_Selected text:_
━━━━━━━━━━━━━━━━

= Qatari involvement in US higher education =

Qatari involvement in U.S. higher education dates back to 1981, according to the U.S. Department of Education's foreign funding portal. As of early 2026, $62.4 billion in aggregate funding has been disclosed, making Qatar the largest foreign funder of U.S. higher education through a combination of direct gifts, contracts, long-term operating agreements, and foreign branch campus support in Doha’s "Education City."

Qatari explanation for their large investment in U.S. education cites a desire to import more Western-style academic programs to Qatar, build local human capital, and underwrite research. However, some policymakers have questioned potential influence on academic life and the seeming lack of transparency of reporting in spite of Section 117 of the Higher Education Act, which requires U.S. colleges and universities which receive US government financial assistance to disclose any contracts or financial gifts from foreign sources valued at $250,000 or more in a calendar year to the ED. This led to the creation of the U.S. Department of Education's foreign funding portal and investigation of various universities.

The question of their influence on academic thought and future policy makers through these contributions to universities via fellowships, scholarships, faculty hiring, and academic programming has been raised extensively, particularly due to their alleged support of political and terrorist organizations, including Hamas and Al-Qaeda, and Islamist extremism.

== Funding U.S. universities with Qatari branches ==
Qatar’s involvement in U.S. higher education began at the late 1980s when the Qatar Foundation (QF) launched its Education City project in Doha, with the vision of providing high-quality education to the people of Qatar.

In 1997, Qatar Foundation selected Virginia Commonwealth University to establish what became VCUarts Qatar (established in 1998).

In 2001–2002, the Weill Cornell Medicine - Qatar agreement was signed (April 2001) and the pre-medical program opened in the fall of 2002. In 2020, the U.S. Department of Education found that Cornell had failed to disclose close to $1.9 billion in Qatari funding. In 2026 it was reported that Cornell received $2.3 billion from Qatar, out of a total of $3 billion from foreign nations.

In 2003, Texas A&M University at Qatar opened a campus, and in 2004, Carnegie Mellon University–Qatar launches its campus in Education City. In 2005, Georgetown University in Qatar (SFS-Q) opens. Finally, in 2008, Northwestern University in Qatar begins classes.

U.S. University Branches in Qatar (FY22)
| Branch Institution | Funding |
| Carnegie Mellon University–Qatar | $740,910,073 |
| Cornell / Weill Cornell Medicine–Qatar | $1,793,025,926 |
| Georgetown University in Qatar | $760,562,241 |
| Northwestern University in Qatar | $601,958,863. |
| Texas A&M University at Qatar | $696,412,859 |
| Virginia Commonwealth (VCUarts Qatar) | $103,362,261 |

== Funding U.S. universities without Qatari branches ==
Beyond its Doha branch-campus agreements, Qatar's Qatar National Research Fund and other state-linked programs have financed research and scholarships at numerous U.S. universities that do not operate campuses in Qatar, through competitive research grants/sub-awards from the Qatar National Research Fund (QNRF), which RAND describes as awarding grants "in Qatar and abroad," especially via the National Priorities Research Program. Money also flows through scholarships that pay U.S. tuition, notably the Qatar Scholarship for Afghans Project (QSAP) run with the Institute of International Education, placing students and Qatari financing at dozens of American campuses.

━━━━━━━━━━━━━━━━

According to the text on Qatari involvement in U.S. higher education, what is the minimum value of foreign gifts or contracts that colleges must disclose under Section 117? Please answer briefly.

━━━━━━━━━━━━━━━━

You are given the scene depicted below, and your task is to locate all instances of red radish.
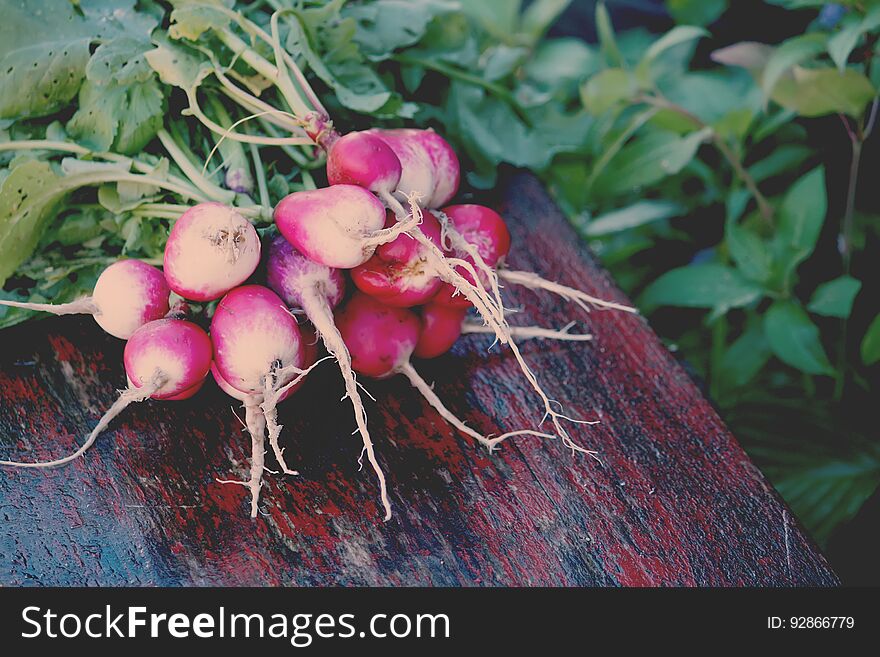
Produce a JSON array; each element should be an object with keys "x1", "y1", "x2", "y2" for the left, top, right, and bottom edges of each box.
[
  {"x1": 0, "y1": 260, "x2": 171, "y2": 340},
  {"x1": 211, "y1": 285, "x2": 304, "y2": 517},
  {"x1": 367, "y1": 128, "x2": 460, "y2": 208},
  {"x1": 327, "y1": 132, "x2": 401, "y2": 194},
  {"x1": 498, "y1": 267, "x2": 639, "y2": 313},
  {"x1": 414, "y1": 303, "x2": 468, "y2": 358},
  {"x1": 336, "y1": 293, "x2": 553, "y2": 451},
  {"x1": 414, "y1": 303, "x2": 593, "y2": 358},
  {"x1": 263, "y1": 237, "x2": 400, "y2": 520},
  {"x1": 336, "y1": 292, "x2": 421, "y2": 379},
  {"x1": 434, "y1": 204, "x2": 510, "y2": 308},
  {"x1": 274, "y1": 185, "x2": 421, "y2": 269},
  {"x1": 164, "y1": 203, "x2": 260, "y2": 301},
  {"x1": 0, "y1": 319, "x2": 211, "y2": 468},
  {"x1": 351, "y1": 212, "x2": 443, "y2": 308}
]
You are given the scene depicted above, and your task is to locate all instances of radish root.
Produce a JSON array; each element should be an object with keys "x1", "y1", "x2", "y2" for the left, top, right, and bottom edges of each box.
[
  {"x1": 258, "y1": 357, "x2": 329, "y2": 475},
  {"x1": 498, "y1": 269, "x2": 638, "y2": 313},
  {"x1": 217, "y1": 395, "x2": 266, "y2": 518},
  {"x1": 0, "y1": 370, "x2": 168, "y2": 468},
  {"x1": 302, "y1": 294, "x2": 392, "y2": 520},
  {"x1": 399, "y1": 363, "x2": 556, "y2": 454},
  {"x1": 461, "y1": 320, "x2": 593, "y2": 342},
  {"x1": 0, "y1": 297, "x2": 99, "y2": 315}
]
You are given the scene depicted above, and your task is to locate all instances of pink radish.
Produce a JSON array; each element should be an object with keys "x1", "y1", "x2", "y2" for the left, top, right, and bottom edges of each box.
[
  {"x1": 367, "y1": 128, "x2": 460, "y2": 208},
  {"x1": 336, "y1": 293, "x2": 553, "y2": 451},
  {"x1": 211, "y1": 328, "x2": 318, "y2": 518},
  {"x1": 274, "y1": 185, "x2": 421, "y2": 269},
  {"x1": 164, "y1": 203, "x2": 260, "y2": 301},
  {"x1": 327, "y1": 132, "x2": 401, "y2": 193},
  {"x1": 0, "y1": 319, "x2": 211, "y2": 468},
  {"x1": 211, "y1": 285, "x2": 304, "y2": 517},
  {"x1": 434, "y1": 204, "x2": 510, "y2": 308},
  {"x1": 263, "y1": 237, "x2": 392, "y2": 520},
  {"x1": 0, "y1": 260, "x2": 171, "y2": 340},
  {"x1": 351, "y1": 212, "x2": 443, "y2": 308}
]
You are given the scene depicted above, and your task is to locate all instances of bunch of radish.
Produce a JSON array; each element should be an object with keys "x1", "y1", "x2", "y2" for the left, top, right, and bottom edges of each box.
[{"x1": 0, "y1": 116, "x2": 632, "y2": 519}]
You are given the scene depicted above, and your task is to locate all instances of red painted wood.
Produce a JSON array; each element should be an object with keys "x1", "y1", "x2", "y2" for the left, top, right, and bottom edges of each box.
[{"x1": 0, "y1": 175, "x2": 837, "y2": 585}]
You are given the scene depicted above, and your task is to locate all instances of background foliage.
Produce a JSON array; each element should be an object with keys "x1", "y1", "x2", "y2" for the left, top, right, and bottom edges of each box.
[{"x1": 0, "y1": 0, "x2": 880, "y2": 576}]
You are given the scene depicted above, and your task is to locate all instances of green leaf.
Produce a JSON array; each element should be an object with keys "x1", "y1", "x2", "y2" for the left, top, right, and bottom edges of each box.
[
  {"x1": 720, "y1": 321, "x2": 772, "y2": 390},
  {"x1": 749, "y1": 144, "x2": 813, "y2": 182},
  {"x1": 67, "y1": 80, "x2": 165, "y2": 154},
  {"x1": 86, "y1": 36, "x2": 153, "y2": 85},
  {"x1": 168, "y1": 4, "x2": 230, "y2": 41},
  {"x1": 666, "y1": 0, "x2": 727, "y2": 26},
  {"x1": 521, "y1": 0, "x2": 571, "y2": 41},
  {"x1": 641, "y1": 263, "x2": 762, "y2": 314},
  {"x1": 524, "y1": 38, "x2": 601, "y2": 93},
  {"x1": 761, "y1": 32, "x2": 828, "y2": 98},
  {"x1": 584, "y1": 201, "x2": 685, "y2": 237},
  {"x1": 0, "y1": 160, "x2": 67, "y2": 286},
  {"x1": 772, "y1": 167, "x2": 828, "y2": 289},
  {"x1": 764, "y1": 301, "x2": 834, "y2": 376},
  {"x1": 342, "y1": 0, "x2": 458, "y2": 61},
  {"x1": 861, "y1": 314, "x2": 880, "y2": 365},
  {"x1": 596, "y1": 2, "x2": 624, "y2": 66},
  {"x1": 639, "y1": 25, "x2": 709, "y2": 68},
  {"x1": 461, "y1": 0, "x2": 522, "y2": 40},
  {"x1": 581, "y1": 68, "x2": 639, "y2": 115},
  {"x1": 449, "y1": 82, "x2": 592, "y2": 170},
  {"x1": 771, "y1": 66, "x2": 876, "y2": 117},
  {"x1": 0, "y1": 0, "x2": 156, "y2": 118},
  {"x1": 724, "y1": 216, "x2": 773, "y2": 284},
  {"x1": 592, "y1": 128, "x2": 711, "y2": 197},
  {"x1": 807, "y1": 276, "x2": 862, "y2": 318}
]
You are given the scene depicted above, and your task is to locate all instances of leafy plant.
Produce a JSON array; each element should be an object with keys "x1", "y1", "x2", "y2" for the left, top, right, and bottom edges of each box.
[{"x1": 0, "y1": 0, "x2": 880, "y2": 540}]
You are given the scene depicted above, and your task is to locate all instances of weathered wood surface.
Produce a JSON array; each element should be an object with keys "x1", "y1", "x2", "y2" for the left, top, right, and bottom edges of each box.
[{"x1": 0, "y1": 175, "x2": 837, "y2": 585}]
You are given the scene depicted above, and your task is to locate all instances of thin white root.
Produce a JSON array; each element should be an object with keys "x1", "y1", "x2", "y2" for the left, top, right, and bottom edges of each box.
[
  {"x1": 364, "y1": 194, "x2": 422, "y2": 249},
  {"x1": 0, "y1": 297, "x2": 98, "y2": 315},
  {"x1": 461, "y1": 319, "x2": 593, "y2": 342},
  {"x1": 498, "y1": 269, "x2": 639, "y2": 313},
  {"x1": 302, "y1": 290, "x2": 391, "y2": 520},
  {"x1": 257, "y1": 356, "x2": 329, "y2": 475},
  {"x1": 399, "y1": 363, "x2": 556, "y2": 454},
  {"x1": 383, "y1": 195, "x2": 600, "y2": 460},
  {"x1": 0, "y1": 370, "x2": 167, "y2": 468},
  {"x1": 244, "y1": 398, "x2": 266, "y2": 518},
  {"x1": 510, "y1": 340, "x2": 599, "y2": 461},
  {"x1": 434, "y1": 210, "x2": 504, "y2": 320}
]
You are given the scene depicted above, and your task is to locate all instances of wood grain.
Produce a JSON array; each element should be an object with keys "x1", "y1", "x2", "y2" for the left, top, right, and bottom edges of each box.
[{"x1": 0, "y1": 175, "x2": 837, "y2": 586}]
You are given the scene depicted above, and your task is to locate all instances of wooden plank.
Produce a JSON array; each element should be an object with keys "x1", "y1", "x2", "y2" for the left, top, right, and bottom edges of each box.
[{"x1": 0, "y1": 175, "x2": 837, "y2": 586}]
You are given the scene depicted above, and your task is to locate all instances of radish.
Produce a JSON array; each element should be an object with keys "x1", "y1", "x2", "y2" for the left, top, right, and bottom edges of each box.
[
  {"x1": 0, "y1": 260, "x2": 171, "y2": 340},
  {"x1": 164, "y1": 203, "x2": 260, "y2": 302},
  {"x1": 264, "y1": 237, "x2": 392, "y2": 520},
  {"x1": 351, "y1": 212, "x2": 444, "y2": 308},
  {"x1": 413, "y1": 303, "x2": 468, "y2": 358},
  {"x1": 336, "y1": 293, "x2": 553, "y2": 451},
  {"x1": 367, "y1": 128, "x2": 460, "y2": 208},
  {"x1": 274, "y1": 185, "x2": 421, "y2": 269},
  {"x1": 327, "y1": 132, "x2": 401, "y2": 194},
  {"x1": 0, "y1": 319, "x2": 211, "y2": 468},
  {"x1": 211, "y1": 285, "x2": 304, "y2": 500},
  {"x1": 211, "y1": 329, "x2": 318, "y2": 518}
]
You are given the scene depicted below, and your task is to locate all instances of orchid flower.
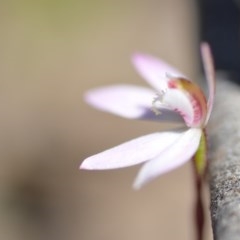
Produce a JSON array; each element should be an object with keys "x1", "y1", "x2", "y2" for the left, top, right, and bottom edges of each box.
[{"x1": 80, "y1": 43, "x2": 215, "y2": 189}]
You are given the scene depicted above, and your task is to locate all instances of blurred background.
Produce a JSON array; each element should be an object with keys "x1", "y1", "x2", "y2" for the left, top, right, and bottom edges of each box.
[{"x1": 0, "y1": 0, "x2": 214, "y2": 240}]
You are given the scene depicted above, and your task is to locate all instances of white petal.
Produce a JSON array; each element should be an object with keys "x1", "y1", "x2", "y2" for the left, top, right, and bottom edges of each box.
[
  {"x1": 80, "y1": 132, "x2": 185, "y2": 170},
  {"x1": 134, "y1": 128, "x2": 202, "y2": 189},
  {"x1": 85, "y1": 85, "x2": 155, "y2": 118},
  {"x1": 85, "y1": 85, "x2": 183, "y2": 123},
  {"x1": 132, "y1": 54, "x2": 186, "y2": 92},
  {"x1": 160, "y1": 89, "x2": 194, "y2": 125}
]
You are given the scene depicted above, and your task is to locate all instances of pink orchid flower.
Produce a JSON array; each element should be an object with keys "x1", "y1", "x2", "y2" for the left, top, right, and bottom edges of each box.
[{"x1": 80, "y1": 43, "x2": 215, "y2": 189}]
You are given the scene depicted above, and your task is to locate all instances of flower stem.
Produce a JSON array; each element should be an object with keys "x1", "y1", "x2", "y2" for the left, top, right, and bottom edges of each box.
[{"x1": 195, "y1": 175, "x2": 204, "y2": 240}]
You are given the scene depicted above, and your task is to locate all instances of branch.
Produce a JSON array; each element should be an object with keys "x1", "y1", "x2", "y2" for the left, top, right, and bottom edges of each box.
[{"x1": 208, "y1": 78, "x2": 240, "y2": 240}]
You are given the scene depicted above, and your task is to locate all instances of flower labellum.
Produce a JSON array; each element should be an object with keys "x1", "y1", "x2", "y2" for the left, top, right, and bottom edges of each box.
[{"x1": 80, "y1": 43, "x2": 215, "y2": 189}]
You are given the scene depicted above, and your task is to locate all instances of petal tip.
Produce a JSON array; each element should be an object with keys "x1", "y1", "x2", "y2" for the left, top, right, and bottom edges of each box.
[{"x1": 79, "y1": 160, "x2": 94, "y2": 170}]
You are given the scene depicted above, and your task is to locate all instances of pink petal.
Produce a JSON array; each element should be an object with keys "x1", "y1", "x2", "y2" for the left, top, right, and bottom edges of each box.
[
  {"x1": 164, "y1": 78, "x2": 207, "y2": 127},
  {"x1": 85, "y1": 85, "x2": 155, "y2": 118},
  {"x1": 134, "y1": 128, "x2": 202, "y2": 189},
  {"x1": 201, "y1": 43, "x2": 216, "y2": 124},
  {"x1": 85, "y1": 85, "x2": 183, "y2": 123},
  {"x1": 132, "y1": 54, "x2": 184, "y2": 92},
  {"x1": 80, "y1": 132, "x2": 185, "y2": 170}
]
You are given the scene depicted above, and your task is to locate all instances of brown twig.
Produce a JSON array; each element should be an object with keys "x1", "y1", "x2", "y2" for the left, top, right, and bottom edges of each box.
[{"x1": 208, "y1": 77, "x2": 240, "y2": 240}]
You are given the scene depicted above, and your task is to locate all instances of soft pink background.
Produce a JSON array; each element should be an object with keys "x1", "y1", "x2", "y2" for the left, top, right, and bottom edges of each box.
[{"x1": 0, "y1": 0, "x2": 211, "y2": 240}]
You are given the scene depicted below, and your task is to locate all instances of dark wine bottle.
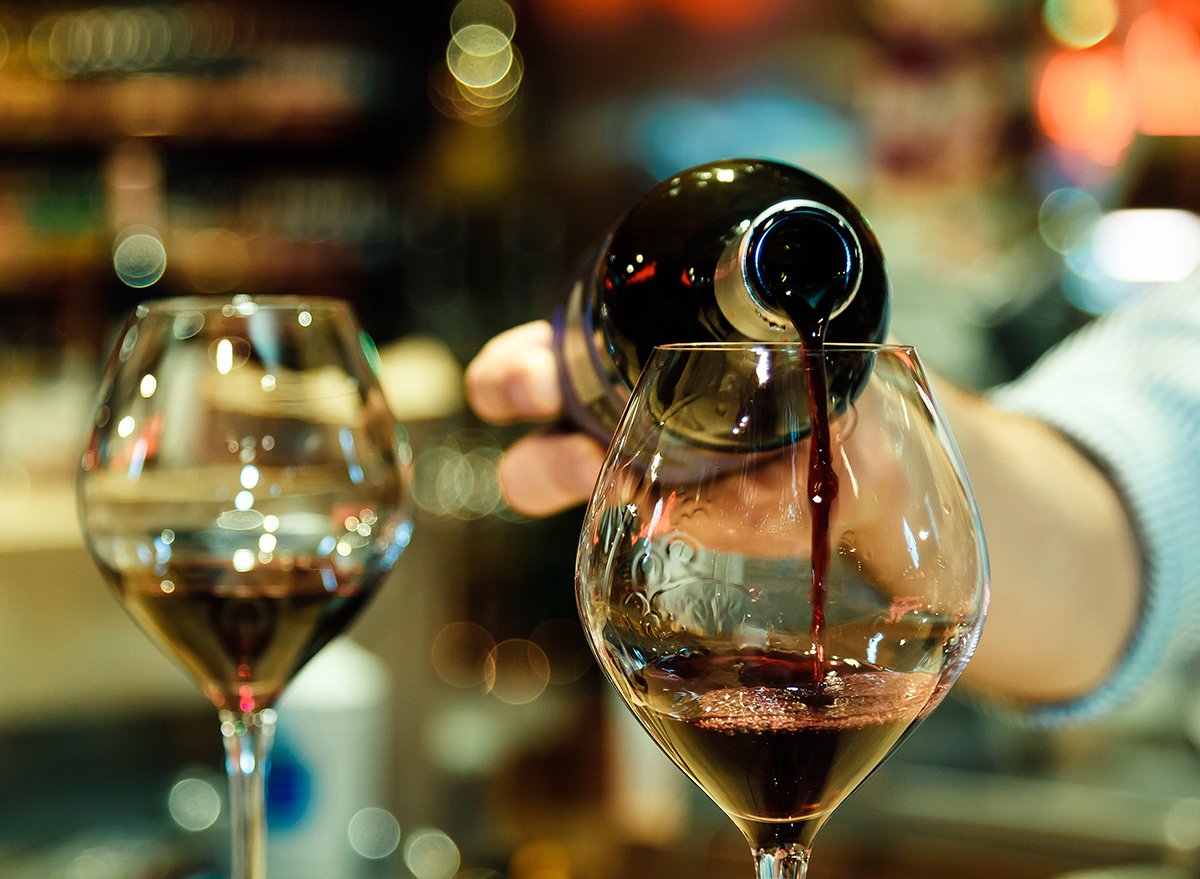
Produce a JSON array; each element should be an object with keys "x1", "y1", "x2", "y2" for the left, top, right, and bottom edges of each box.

━━━━━━━━━━━━━━━━

_Task result:_
$250,000 or more in a calendar year.